■ **AUFGABEN**:
• A. Prüfen Sie, ob die folgenden Aussagen mit dem Textauszug über den Begriff Frauenliteratur übereinstimmen, und belegen Sie jedes Ja oder Nein mit den entscheidenden Worten des Textes als wörtlichem Zitat. (i) Die Pilotstudie »#frauenzählen« stammt aus dem Jahr 2018. (ii) Kritikerinnen besprechen überwiegend Werke von Autorinnen. (iii) Nicole Seifert bespricht in ihrem Literaturblog auch Bücher von Autoren.
• B. Schreiben Sie aus dem Textauszug über den Begriff Frauenliteratur den Abschnitt von „So oder so: Der“ bis einschließlich „dafür Argumente gäbe.“ wortgetreu ab.

■ **TEXTAUSZUG**:
So oder so: Der Begriff Frauenliteratur ist nicht neutral, sondern negativ konnotiert. Die Romane z. B. von Martin Walser hingegen werden nicht als »Männerliteratur« gehandelt, obwohl es dafür Argumente gäbe.

Der unscharfe Begriff Frauenliteratur soll Autorinnen und die Literatur über Frauen herabwürdigen. Kein neuer Befund, doch unsere Gegenwart schreit nach Veränderung, und das Bewusstsein für Ungerechtigkeiten aller Art wächst. Es wird aufgepasst und gezählt: Wie viele Frauen tauchen wo, wie oft und wie prominent auf? Die Pilotstudie »#frauenzählen« zur Sichtbarkeit von Frauen in den Medien und im Literaturbetrieb aus dem Jahr 2018 fand auf diese Weise heraus, dass auf eine besprochene Autorin zwei Autoren kommen. Und nicht nur das: Drei Viertel aller von Männern besprochenen Werke sind von Autoren verfasst. Kritikerinnen besprechen zwar hinsichtlich des Geschlechts ausgewogener, aber ebenfalls überwiegend Männer. Auch die Literaturwissenschaftlerin Nicole Seifert beginnt irgendwann zu zählen. Ihre Bestandsaufnahme: Lediglich ein Drittel ihres Bücherregals ist mit Autorinnen belegt. Deshalb bespricht sie in ihrem Literaturblog nachtundtag ausschließlich Literatur von Frauen. In ihrem gerade erschienenen Buch Frauen Literatur. Abgewertet, vergessen, wiederentdeckt lässt sie ihre eigene Lesehistorie Revue passieren und erläutert, wozu es führt, wenn die Werke von Autorinnen seltener, auf weniger Platz und mit anderem Anspruch besprochen werden.

■ **GEGEBENES MATERIAL**:
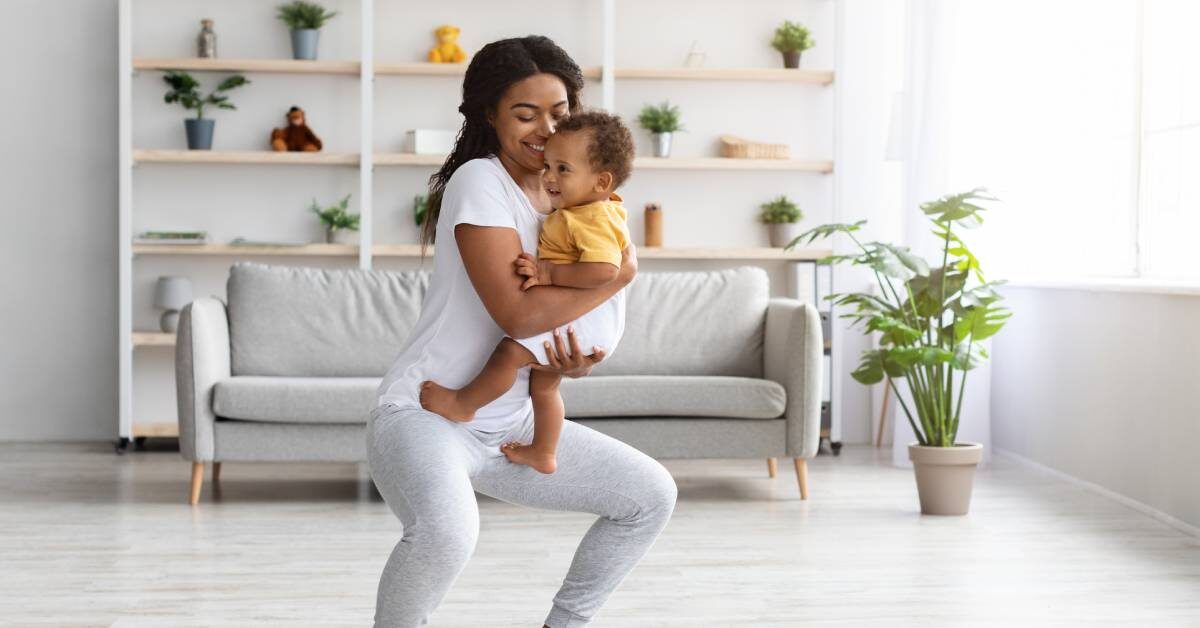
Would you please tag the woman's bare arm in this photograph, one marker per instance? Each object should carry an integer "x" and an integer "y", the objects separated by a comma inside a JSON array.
[{"x": 489, "y": 255}]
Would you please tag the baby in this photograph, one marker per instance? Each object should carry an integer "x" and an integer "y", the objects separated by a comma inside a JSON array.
[{"x": 588, "y": 157}]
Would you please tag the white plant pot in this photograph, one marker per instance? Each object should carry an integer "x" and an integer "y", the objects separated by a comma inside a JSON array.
[{"x": 783, "y": 233}]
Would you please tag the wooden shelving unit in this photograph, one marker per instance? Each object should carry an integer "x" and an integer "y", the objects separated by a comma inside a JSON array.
[
  {"x": 407, "y": 159},
  {"x": 245, "y": 157},
  {"x": 366, "y": 69},
  {"x": 445, "y": 70},
  {"x": 414, "y": 251},
  {"x": 279, "y": 66},
  {"x": 234, "y": 250},
  {"x": 154, "y": 339},
  {"x": 768, "y": 75}
]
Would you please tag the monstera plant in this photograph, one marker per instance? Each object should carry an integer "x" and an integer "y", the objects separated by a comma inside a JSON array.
[{"x": 930, "y": 321}]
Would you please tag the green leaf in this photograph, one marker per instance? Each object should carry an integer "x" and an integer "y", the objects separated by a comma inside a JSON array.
[
  {"x": 928, "y": 292},
  {"x": 826, "y": 231},
  {"x": 979, "y": 322},
  {"x": 912, "y": 262},
  {"x": 894, "y": 332},
  {"x": 875, "y": 364}
]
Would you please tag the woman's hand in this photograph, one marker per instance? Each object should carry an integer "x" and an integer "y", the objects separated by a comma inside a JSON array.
[
  {"x": 573, "y": 365},
  {"x": 537, "y": 271}
]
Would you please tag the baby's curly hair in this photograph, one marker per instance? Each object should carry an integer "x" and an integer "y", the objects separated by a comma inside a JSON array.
[{"x": 610, "y": 143}]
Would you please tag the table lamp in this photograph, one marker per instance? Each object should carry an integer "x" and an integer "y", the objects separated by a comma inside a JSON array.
[{"x": 172, "y": 294}]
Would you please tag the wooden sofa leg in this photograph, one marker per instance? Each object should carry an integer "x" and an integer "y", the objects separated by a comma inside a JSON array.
[
  {"x": 197, "y": 482},
  {"x": 802, "y": 477}
]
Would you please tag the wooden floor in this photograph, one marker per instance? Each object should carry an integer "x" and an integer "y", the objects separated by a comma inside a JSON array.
[{"x": 90, "y": 538}]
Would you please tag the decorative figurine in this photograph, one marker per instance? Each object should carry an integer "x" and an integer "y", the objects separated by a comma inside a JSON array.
[
  {"x": 207, "y": 42},
  {"x": 448, "y": 49},
  {"x": 297, "y": 136}
]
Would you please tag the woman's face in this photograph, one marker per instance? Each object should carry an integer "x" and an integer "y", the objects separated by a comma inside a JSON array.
[{"x": 527, "y": 115}]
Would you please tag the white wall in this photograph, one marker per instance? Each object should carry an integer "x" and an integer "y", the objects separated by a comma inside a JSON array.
[
  {"x": 1102, "y": 386},
  {"x": 64, "y": 329},
  {"x": 58, "y": 253}
]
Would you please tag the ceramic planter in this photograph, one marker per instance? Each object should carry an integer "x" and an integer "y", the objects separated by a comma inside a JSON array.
[
  {"x": 661, "y": 144},
  {"x": 341, "y": 235},
  {"x": 199, "y": 133},
  {"x": 304, "y": 43},
  {"x": 783, "y": 233},
  {"x": 945, "y": 476}
]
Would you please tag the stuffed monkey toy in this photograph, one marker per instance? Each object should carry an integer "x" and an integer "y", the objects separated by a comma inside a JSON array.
[{"x": 297, "y": 136}]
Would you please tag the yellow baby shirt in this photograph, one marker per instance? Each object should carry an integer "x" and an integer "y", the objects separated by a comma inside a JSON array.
[{"x": 594, "y": 232}]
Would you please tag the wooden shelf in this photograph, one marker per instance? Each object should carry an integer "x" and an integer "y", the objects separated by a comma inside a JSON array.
[
  {"x": 407, "y": 159},
  {"x": 156, "y": 430},
  {"x": 313, "y": 250},
  {"x": 726, "y": 163},
  {"x": 245, "y": 156},
  {"x": 771, "y": 75},
  {"x": 755, "y": 253},
  {"x": 423, "y": 69},
  {"x": 282, "y": 66},
  {"x": 655, "y": 163},
  {"x": 414, "y": 250},
  {"x": 154, "y": 339}
]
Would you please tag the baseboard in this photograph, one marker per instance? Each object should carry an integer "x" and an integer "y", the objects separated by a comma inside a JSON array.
[{"x": 1153, "y": 513}]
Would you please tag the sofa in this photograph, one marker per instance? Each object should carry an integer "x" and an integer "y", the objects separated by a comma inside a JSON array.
[{"x": 287, "y": 369}]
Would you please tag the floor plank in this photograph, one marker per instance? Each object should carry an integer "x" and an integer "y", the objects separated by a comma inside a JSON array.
[{"x": 96, "y": 539}]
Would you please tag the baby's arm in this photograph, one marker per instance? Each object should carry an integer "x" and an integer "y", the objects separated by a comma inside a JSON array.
[{"x": 571, "y": 275}]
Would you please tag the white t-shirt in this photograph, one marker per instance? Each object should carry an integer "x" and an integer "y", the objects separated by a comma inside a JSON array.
[{"x": 455, "y": 335}]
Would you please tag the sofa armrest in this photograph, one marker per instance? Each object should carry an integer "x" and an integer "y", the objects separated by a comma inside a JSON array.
[
  {"x": 202, "y": 359},
  {"x": 793, "y": 357}
]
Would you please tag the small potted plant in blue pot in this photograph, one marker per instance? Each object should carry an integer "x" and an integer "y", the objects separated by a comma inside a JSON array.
[
  {"x": 186, "y": 91},
  {"x": 304, "y": 19}
]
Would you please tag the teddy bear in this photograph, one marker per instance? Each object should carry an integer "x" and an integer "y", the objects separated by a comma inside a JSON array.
[
  {"x": 297, "y": 136},
  {"x": 448, "y": 49}
]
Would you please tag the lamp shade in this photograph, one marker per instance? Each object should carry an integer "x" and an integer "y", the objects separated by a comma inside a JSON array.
[{"x": 172, "y": 293}]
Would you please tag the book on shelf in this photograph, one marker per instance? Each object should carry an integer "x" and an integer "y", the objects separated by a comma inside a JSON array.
[
  {"x": 246, "y": 241},
  {"x": 172, "y": 237}
]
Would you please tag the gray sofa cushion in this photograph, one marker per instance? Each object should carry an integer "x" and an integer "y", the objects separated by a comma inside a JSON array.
[
  {"x": 669, "y": 395},
  {"x": 351, "y": 399},
  {"x": 295, "y": 399},
  {"x": 693, "y": 323},
  {"x": 287, "y": 321}
]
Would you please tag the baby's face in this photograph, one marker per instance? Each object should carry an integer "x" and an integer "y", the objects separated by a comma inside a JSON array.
[{"x": 569, "y": 178}]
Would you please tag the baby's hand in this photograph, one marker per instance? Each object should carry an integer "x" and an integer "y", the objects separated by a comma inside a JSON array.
[{"x": 538, "y": 270}]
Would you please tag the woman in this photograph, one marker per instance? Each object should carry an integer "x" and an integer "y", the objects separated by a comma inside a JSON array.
[{"x": 486, "y": 204}]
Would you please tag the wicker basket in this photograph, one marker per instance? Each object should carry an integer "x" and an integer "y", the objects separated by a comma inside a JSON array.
[{"x": 744, "y": 149}]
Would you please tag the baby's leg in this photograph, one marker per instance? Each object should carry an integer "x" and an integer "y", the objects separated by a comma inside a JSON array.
[
  {"x": 497, "y": 376},
  {"x": 547, "y": 423}
]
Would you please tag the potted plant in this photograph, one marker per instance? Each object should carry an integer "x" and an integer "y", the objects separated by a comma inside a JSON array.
[
  {"x": 792, "y": 39},
  {"x": 931, "y": 322},
  {"x": 660, "y": 120},
  {"x": 336, "y": 219},
  {"x": 304, "y": 19},
  {"x": 185, "y": 90},
  {"x": 780, "y": 216}
]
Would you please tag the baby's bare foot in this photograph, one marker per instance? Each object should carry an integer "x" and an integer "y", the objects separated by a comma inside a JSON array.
[
  {"x": 526, "y": 454},
  {"x": 444, "y": 401}
]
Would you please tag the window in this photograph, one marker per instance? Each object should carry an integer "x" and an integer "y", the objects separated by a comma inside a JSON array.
[{"x": 1085, "y": 119}]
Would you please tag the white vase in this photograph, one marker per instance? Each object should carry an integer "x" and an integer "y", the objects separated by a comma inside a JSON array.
[{"x": 783, "y": 233}]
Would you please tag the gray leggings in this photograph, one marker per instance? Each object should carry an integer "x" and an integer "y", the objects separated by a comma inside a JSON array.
[{"x": 427, "y": 468}]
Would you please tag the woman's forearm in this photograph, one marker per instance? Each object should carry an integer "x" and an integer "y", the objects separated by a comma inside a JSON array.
[{"x": 545, "y": 307}]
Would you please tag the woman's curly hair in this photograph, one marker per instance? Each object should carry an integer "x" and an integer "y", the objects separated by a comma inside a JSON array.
[{"x": 493, "y": 69}]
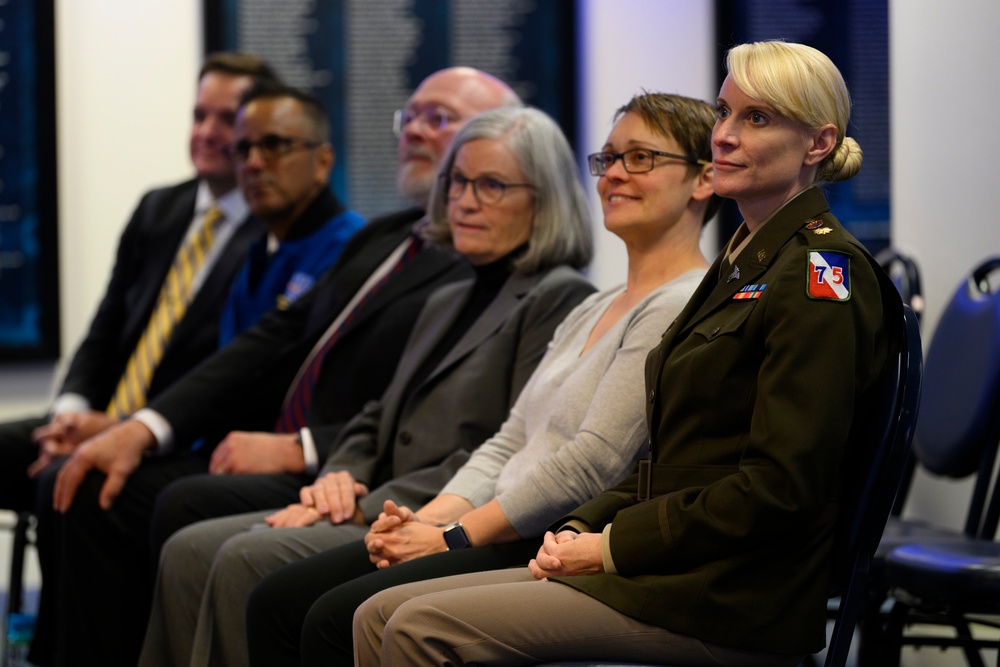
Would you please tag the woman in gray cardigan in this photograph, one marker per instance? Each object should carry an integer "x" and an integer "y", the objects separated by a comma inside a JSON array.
[{"x": 577, "y": 427}]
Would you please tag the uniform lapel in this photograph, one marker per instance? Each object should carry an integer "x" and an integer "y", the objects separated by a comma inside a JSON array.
[{"x": 759, "y": 254}]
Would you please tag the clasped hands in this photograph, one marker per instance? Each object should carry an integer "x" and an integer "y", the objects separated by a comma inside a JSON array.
[
  {"x": 399, "y": 535},
  {"x": 332, "y": 497},
  {"x": 567, "y": 554}
]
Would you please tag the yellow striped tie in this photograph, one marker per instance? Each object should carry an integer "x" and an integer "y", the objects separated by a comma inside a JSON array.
[{"x": 175, "y": 295}]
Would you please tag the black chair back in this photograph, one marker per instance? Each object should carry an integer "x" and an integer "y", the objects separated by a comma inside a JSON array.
[
  {"x": 958, "y": 431},
  {"x": 879, "y": 459},
  {"x": 905, "y": 275}
]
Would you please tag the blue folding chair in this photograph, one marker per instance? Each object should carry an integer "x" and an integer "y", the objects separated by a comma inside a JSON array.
[
  {"x": 878, "y": 459},
  {"x": 942, "y": 580}
]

■ **LÖSUNGEN**:
• A.
(i) Ja: „aus dem Jahr 2018“
(ii) Nein: „aber ebenfalls überwiegend Männer“
(iii) Nein: „ausschließlich Literatur von Frauen“

• B.
So oder so: Der Begriff Frauenliteratur ist nicht neutral, sondern negativ konnotiert. Die Romane z. B. von Martin Walser hingegen werden nicht als »Männerliteratur« gehandelt, obwohl es dafür Argumente gäbe.